» Texte à lire
« Un camion en pleine face ». Berdah raconte son cyberharcèlement au procès

Procès Magali Berdah : « Personne ne mérite de se faire menacer de mort », regrette l’agente d’influenceurs à la barre

TRIBUNALLors du premier jour du procès, Magali Berdah a témoigné pendant plus de trois heures du cyberharcèlement dont elle aurait été victime entre mai et septembre 2022
Magali Berdah : 28 personnes jugées pour cyberharcèlement
Lina Fourneau

Lina Fourneau

L'essentiel

  • Ce lundi, s’ouvrait le premier procès des cyberharceleurs de l’agente Magali Berdah. Deux autres procès suivront avec au total 28 prévenus. « C’est la plus grosse affaire de cyberharcèlement qu’a eu à connaître la justice française », souligne l’avocate de Magali Berdah, Maître Rachel-Flore Pardo.
  • Jusqu’au 5 décembre, les treize premiers prévenus devront répondre pour des faits de cyberharcèlement auxquels s’ajoutent parfois des menaces de mort et de viol, ainsi que des remarques antisémites.
  • A la barre, ce lundi, l’agente d’influenceurs témoignait de la période où elle aurait subi un cyberharcèlement massif. « Le seul moyen que vous avez pour que ça s’arrête, c’est de mourir ».

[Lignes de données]
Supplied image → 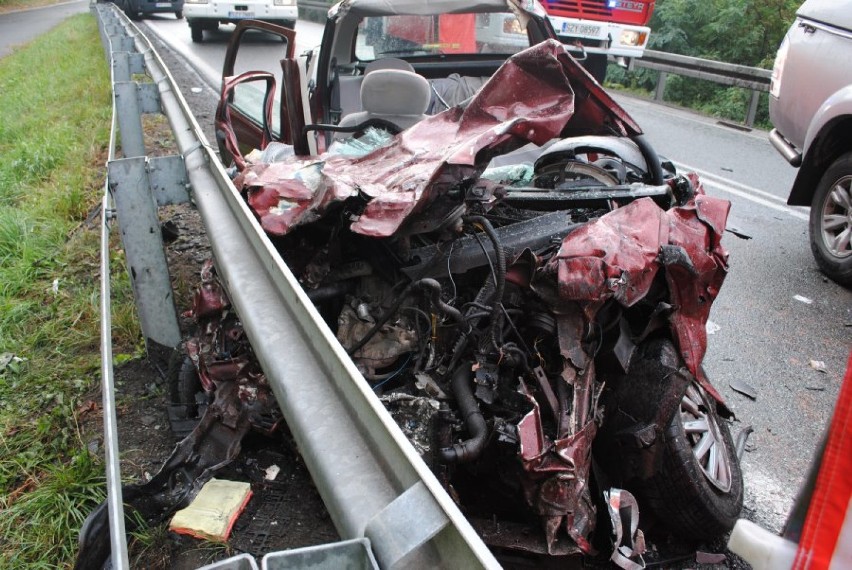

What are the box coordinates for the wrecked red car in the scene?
[189,0,743,568]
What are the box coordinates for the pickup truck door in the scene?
[215,20,308,168]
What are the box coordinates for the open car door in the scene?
[215,20,309,169]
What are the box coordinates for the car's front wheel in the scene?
[810,152,852,286]
[640,382,743,540]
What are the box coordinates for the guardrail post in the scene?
[107,67,186,364]
[654,71,669,101]
[746,90,760,127]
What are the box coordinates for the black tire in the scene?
[637,382,743,541]
[189,22,204,44]
[808,152,852,287]
[169,356,204,419]
[580,53,607,85]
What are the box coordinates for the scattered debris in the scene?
[695,550,727,564]
[0,352,27,374]
[604,488,645,570]
[263,465,281,481]
[728,379,757,400]
[704,319,722,334]
[725,226,752,239]
[169,478,252,542]
[734,425,754,459]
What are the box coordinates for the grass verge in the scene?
[0,14,139,568]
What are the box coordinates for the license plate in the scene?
[562,22,601,37]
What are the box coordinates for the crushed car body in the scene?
[208,31,742,565]
[78,0,743,568]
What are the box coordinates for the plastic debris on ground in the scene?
[263,465,281,481]
[169,478,252,542]
[729,380,757,400]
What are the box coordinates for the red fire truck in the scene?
[541,0,655,81]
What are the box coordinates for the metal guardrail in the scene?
[95,4,499,568]
[633,50,772,127]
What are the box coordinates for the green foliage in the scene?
[607,0,802,126]
[0,14,139,568]
[650,0,802,67]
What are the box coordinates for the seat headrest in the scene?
[361,69,432,115]
[364,57,414,75]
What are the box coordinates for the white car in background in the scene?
[769,0,852,287]
[184,0,299,43]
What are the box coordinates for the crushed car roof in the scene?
[332,0,545,16]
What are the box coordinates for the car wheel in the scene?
[168,353,204,430]
[189,22,204,44]
[640,382,743,540]
[809,153,852,286]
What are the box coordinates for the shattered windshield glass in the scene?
[355,13,529,61]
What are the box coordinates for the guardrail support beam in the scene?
[654,71,669,101]
[746,91,760,127]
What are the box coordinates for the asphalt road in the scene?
[136,17,852,531]
[6,1,852,552]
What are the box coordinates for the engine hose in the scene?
[415,277,467,330]
[630,135,666,186]
[306,281,353,304]
[346,277,467,356]
[464,216,506,346]
[438,363,488,463]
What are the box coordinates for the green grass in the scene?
[0,14,139,568]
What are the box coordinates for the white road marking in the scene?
[672,161,810,222]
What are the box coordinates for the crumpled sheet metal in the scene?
[235,40,641,237]
[551,186,730,386]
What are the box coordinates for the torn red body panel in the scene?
[234,40,641,237]
[552,189,730,399]
[210,34,742,554]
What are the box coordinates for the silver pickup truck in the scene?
[769,0,852,286]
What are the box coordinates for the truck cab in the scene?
[543,0,655,83]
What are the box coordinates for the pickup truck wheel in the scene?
[809,152,852,286]
[189,22,204,44]
[637,382,743,541]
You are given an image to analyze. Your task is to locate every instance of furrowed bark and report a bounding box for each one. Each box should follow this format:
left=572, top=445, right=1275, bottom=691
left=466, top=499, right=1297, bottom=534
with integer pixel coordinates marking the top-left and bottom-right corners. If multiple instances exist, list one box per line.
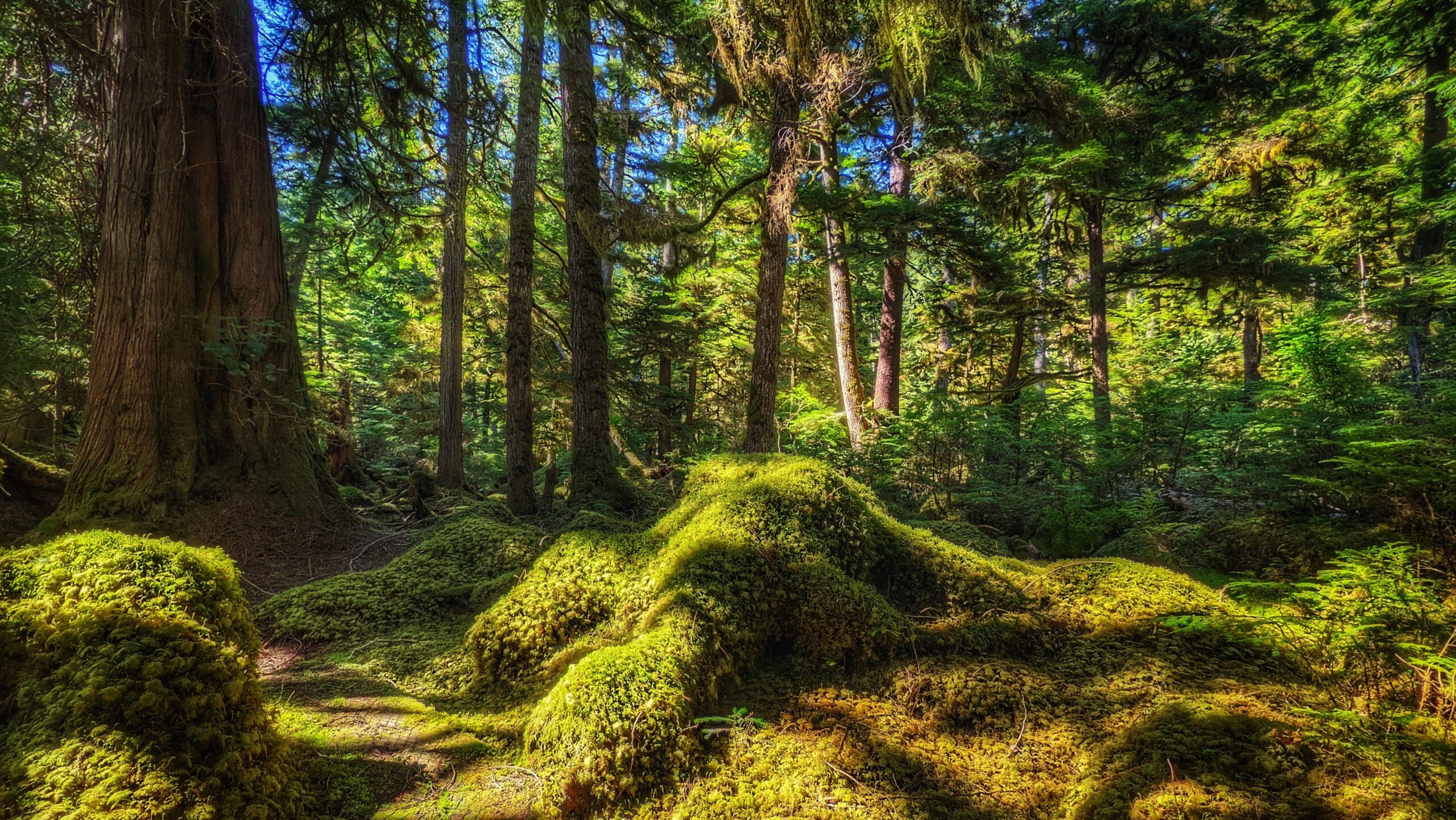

» Tâches à réaliser
[1] D’après l’article sur le procès de Magali Berdah, jusqu’à quelle date les treize premiers prévenus doivent-ils répondre des faits ?
[2] Indiquez, s’il vous plaît, si chaque affirmation concorde avec l’article sur le procès de Magali Berdah, en répondant par oui ou non et en citant les mots décisifs de l’article.
(a) Le premier jour du procès, Magali Berdah a témoigné pendant plus de trois heures.
(b) Le cyberharcèlement dont elle aurait été victime s’étend de mai à décembre 2022.
(c) L’avocate de Magali Berdah se nomme Rachel-Flore Pardo.

» Réponses par tâche
[1] Jusqu’au 5 décembre.

[2]
(a) Oui : « Magali Berdah a témoigné pendant plus de trois heures ».
(b) Non : « entre mai et septembre 2022 ».
(c) Oui : « l’avocate de Magali Berdah, Maître Rachel-Flore Pardo ».